Document excerpt:
══════

Within the conceit of Leadership for ALL are Three practices to minimize the frustration and trepidation of associates that have led to the Great Resignation of 2021.

How can employers retain people in the face of this tidal wave of resignations?

1. Understand employees holistically and allow them to ‘share their story’. Each person must be allowed to share their story both individually and in their relationships with others and the company. By providing an opportunity to engage as a partner and ultimately as a leader, each associate will see themselves as critical to the success of the company.

2. Be transparent and consistent in communication with employees. Addressing employees concerns and frustrations requires understanding what they need from the organization. Provide opportunities to gain insight from associates by providing forums like townhalls and village meetings and one on one conversations to provide outlets for employee perceptions and provide feedback. Be an ACTIVE and ACTION Based listener and give associates the opportunity to exercise leaderful practices in engaging to resolve issues. Let employees know their value by valuing their input and be clear, crisp, and delivering on what has been asked of the organization.

3. Step up employee engagement by stepping back and recognize Success as well as learning from Setbacks. Overall engagement matters, so step up your efforts by soliciting feedback, recognizing achievements by setting goals and through recognized objectives and measurements. Also acknowledge the challenges when appropriate. Experiences are part of the story telling mythos: It also enhances the experiences of providing leadership ownership in everyday situations. This will heighten interest in participation.

Through engagement, experience and participation, associates will be responsive to the organization
and in turn become leaderful practitioners in discissions, directions and decisions.

══════

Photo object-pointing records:
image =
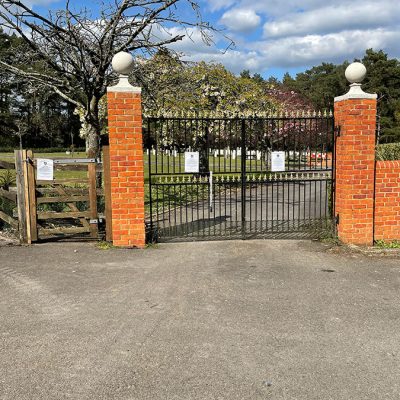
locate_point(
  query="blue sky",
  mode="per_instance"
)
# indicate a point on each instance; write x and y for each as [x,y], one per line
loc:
[275,36]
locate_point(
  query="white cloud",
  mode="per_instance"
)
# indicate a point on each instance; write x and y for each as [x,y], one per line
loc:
[216,5]
[334,47]
[334,19]
[240,20]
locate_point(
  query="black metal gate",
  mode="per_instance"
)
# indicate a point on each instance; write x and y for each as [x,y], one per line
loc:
[256,177]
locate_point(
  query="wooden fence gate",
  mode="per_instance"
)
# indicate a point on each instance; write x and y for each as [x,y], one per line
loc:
[62,205]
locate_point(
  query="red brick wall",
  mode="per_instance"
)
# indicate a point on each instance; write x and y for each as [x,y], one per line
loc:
[127,168]
[355,162]
[387,201]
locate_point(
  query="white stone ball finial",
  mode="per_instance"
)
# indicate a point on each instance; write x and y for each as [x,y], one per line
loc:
[355,72]
[122,63]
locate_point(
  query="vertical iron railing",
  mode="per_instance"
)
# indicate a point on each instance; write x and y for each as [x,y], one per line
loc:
[248,198]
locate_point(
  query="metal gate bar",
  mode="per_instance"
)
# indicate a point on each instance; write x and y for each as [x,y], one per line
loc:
[235,194]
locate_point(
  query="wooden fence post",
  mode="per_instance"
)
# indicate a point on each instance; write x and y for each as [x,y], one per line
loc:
[94,226]
[31,182]
[20,157]
[26,196]
[107,192]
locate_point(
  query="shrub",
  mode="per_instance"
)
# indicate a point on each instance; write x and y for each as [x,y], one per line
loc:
[388,152]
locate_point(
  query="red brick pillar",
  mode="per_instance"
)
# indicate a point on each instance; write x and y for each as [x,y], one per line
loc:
[127,166]
[355,115]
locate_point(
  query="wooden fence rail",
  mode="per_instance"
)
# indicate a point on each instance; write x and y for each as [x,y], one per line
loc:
[58,207]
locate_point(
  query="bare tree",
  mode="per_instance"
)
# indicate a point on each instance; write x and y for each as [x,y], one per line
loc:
[70,51]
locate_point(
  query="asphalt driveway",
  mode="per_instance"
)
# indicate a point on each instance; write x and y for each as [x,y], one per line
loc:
[210,320]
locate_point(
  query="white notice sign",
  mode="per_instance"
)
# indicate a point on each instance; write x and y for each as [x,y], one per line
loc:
[277,161]
[45,169]
[191,161]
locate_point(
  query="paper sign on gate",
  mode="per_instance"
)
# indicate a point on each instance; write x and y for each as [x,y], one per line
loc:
[278,161]
[192,161]
[45,169]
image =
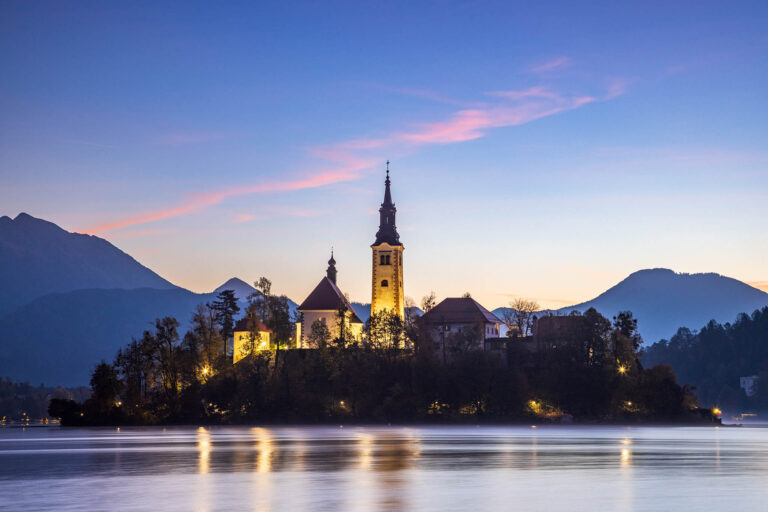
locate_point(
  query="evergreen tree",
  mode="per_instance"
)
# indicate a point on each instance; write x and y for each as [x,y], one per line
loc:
[226,308]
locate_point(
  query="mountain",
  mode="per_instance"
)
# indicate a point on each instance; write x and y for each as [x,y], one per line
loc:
[58,339]
[37,258]
[663,300]
[242,289]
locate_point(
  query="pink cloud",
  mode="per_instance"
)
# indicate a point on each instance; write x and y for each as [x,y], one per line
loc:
[244,217]
[347,160]
[199,201]
[551,65]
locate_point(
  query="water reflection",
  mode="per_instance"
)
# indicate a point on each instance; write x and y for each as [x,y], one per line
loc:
[204,450]
[383,468]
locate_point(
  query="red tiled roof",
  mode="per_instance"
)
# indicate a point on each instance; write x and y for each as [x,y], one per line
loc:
[462,310]
[326,297]
[242,326]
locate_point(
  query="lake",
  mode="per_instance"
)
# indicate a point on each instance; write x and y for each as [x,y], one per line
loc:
[385,468]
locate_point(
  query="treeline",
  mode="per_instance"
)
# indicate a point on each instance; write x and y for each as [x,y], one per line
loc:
[716,357]
[395,374]
[22,402]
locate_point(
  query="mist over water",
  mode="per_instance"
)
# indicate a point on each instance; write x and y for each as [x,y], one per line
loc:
[385,468]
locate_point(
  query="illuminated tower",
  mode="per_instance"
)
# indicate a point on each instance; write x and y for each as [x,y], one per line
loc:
[387,273]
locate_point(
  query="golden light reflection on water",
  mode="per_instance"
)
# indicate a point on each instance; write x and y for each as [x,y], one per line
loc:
[203,451]
[380,468]
[264,449]
[365,451]
[626,457]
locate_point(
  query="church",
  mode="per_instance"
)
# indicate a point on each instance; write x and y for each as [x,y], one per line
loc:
[326,302]
[327,314]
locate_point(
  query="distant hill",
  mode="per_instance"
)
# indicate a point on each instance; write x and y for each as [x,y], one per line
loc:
[58,339]
[37,258]
[242,289]
[663,300]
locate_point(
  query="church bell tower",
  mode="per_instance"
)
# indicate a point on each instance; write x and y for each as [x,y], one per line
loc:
[387,289]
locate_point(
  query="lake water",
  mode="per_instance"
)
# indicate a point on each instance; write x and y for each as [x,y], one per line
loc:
[385,468]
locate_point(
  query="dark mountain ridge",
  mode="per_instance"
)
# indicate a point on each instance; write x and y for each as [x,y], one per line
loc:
[663,300]
[37,258]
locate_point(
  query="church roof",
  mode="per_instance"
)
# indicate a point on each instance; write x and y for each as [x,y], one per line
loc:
[326,297]
[462,310]
[242,326]
[387,232]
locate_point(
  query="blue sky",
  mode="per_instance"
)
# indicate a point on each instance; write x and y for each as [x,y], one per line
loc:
[537,151]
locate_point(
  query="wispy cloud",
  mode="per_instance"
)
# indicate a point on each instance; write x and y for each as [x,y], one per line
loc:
[89,143]
[182,139]
[346,161]
[551,65]
[200,201]
[426,94]
[280,211]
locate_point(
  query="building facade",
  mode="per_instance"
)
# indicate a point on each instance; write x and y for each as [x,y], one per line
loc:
[324,305]
[461,323]
[250,335]
[387,264]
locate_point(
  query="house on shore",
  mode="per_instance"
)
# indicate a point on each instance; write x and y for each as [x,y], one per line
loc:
[250,335]
[324,305]
[461,323]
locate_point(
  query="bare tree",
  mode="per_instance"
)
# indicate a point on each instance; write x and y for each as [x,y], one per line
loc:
[521,315]
[428,302]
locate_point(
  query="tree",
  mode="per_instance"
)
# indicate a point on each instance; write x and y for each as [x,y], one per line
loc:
[204,339]
[521,316]
[385,329]
[226,308]
[342,314]
[428,302]
[162,348]
[105,385]
[275,313]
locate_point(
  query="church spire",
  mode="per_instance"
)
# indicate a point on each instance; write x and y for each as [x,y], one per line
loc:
[331,272]
[387,228]
[387,193]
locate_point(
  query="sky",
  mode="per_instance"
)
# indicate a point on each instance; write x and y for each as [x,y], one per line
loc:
[537,151]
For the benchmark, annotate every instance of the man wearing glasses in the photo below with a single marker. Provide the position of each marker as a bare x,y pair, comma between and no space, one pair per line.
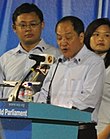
28,24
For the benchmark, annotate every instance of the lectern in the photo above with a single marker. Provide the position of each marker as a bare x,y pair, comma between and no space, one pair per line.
22,120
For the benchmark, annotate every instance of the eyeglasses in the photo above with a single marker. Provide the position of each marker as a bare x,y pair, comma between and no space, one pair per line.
31,25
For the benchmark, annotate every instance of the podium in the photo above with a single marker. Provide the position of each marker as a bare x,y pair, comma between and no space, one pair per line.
39,121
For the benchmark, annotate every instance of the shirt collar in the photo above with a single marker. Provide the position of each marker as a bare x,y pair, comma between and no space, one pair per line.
40,46
77,59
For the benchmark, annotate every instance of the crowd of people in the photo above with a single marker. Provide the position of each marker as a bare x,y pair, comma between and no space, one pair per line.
80,76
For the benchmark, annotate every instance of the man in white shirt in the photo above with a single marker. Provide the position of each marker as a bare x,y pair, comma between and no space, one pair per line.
79,77
28,23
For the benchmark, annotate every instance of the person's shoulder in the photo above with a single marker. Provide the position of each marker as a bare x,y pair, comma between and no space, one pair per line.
8,53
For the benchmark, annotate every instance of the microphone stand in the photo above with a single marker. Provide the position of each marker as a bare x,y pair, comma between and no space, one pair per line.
49,95
15,92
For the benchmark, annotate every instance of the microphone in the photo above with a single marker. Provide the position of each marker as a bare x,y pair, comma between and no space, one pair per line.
49,95
37,58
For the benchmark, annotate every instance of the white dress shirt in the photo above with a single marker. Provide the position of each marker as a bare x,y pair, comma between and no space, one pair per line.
15,64
77,82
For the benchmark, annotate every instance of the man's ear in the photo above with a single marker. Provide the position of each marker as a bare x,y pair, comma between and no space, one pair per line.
81,37
14,28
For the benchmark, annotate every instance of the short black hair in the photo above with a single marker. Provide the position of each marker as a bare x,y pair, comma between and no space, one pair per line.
92,27
76,22
27,8
89,32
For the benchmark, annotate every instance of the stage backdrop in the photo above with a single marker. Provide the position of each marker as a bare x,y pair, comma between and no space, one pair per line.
53,10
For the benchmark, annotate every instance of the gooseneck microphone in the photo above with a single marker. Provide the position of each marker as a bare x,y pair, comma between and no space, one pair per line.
38,59
49,94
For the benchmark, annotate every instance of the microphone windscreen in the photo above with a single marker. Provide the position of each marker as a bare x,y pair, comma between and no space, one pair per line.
37,57
59,60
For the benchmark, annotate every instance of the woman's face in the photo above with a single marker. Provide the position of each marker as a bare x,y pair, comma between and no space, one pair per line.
100,39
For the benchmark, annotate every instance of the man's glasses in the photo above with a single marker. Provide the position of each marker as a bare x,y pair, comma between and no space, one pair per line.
25,26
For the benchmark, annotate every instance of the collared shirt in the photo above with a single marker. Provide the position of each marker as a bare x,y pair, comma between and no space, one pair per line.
15,64
104,110
77,82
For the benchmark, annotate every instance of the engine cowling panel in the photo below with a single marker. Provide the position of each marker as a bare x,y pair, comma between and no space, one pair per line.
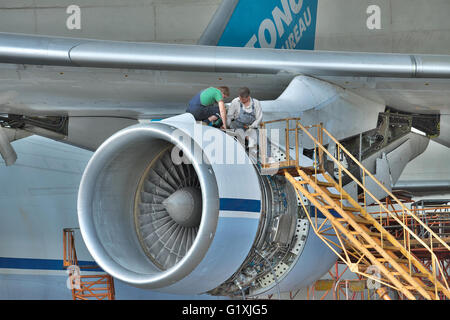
131,215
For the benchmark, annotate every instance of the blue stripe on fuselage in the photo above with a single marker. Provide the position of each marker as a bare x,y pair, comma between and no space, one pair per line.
235,204
281,24
39,264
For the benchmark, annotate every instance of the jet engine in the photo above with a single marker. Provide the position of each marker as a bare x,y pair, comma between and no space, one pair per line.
179,207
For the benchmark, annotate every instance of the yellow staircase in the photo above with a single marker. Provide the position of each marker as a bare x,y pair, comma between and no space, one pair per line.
350,227
98,286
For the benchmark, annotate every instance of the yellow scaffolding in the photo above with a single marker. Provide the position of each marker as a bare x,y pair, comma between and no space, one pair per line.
84,287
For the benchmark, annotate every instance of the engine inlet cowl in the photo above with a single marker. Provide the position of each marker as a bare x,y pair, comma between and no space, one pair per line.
156,223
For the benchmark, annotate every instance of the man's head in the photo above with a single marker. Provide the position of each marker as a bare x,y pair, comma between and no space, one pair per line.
225,91
244,94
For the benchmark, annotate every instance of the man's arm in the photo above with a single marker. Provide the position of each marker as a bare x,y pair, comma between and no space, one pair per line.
223,114
258,115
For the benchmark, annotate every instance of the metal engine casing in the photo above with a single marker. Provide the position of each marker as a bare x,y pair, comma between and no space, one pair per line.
237,220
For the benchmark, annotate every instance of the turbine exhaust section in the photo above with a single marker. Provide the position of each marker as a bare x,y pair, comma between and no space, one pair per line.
179,207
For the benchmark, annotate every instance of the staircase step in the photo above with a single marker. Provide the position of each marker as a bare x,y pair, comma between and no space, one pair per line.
324,184
349,209
337,196
399,260
390,248
357,220
372,234
414,275
311,170
429,289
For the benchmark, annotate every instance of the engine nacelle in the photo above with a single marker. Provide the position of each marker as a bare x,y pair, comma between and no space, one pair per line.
179,207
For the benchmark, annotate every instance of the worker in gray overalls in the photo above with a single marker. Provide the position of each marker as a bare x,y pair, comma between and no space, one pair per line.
245,113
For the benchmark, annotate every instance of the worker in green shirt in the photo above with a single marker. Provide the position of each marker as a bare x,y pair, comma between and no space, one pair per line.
203,105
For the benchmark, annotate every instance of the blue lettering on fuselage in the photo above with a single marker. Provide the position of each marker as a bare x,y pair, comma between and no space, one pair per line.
281,24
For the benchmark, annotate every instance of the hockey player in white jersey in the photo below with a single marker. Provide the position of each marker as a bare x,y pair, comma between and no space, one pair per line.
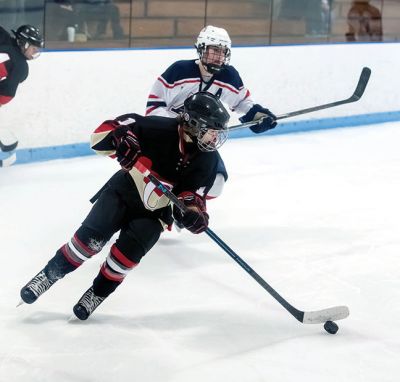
211,72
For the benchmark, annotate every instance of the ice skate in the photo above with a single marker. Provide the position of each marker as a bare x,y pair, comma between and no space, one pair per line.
36,287
87,304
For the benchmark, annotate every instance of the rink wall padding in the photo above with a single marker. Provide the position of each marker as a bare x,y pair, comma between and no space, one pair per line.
69,93
83,149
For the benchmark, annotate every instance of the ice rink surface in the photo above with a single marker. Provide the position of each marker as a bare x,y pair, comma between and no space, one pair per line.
315,214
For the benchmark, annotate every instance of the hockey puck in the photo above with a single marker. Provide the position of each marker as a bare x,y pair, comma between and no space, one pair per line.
331,327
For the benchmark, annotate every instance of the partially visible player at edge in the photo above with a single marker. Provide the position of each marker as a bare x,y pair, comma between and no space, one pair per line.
180,152
14,69
211,72
14,54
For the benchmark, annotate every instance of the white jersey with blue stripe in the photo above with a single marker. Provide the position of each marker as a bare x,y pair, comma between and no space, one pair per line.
183,78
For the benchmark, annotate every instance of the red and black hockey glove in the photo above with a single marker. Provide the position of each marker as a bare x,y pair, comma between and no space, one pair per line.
257,113
195,219
127,147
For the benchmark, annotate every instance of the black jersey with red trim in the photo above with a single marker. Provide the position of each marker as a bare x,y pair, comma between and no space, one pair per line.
183,78
179,164
13,67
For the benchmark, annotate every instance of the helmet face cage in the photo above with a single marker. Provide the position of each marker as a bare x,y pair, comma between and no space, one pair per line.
213,37
206,121
207,138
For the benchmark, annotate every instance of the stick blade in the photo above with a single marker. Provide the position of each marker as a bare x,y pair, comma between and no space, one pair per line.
362,83
321,316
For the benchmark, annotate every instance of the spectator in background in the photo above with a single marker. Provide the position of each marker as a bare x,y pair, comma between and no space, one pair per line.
11,13
364,21
102,11
60,14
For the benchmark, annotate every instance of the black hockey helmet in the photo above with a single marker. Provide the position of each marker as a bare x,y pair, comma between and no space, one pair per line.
28,34
206,120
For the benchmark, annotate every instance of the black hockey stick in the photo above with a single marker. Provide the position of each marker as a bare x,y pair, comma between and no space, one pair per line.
358,92
313,317
6,148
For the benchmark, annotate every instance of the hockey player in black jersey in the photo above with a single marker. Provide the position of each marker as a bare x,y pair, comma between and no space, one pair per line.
181,153
14,53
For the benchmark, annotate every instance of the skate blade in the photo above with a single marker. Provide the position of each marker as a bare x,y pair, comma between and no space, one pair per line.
21,302
73,318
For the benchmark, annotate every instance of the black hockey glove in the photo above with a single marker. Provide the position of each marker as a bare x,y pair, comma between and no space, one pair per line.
127,148
257,112
195,219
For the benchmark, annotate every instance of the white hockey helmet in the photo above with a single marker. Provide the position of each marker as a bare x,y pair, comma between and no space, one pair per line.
216,37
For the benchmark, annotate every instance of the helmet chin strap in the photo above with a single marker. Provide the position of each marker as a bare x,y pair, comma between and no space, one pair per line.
210,69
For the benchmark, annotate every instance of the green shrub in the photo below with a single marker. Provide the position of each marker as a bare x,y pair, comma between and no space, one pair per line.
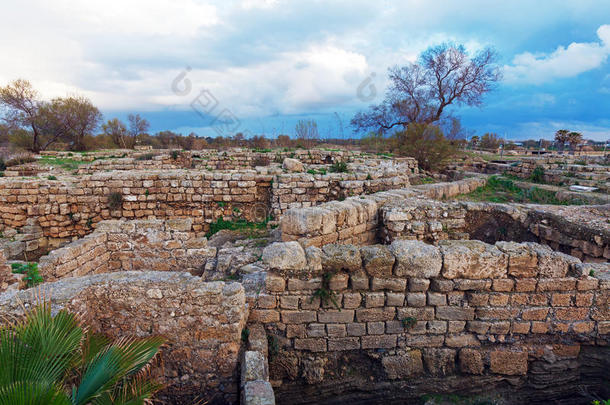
52,359
251,228
537,175
32,276
115,200
324,293
261,161
146,156
19,160
339,167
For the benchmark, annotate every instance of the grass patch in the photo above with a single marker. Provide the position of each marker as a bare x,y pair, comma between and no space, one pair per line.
250,229
427,180
32,277
501,190
339,167
64,163
537,175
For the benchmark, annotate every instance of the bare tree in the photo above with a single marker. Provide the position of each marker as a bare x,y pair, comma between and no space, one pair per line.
70,119
137,126
22,109
574,139
306,132
561,137
421,92
81,119
116,130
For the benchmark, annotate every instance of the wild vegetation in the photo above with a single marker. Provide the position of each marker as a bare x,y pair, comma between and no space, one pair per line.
503,190
53,359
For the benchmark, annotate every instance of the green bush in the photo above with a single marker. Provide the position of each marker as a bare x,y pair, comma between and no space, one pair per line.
146,156
19,160
251,228
426,143
115,200
537,175
32,276
339,167
52,359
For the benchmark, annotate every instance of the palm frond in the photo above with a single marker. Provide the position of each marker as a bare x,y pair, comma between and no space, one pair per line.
115,362
32,393
39,348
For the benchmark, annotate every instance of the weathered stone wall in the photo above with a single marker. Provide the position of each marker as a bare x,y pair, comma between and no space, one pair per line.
590,172
210,159
7,278
480,313
88,255
355,220
307,190
66,209
202,322
431,221
119,245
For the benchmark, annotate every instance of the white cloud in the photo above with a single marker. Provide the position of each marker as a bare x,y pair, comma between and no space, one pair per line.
287,84
136,17
564,62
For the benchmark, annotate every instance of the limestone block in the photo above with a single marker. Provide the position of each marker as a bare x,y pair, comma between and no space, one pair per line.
341,257
416,259
472,259
378,260
292,165
404,365
508,363
285,256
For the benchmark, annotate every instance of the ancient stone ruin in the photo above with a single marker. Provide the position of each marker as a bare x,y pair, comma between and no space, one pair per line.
363,288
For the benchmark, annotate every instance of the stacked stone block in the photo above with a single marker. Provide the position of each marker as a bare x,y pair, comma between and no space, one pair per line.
484,305
118,245
202,322
356,219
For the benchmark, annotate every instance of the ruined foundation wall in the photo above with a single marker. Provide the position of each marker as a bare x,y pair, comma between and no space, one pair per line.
202,322
71,209
410,313
432,221
119,245
356,219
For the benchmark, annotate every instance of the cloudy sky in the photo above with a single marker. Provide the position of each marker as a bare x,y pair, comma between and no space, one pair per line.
258,66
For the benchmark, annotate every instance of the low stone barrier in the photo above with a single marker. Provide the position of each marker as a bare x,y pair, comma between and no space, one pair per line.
202,322
255,386
119,245
431,221
355,220
411,312
67,209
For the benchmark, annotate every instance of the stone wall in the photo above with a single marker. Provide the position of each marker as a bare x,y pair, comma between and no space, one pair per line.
301,190
355,220
593,172
202,322
211,159
411,312
67,209
431,221
119,245
70,207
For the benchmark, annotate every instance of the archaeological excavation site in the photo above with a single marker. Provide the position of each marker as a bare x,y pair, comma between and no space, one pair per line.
325,276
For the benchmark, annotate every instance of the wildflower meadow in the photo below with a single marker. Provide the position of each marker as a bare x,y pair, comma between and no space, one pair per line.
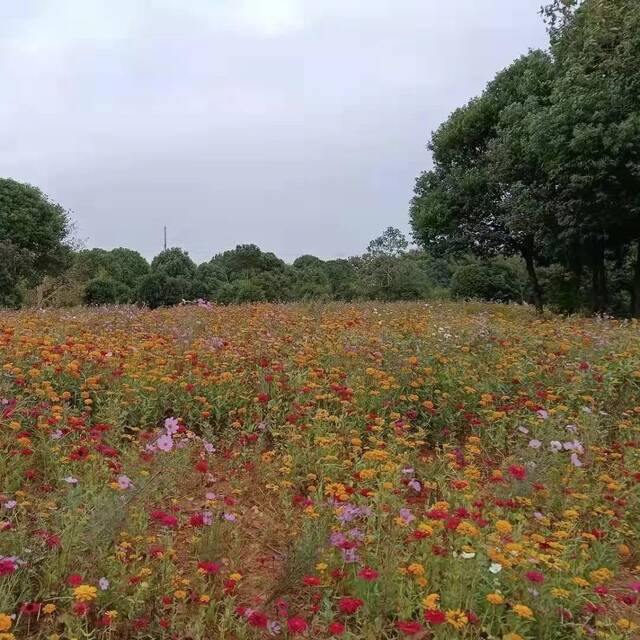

══════

Complete the following:
**A.** According to the Great Resignation excerpt, which forums can employers use to gain insight from associates?
**B.** How many lines of the listing contain the string "fence"? Count with case mattering, and give only the number.

Task-by-task solutions:
**A.** Townhalls, village meetings, and one on one conversations.

**B.** 3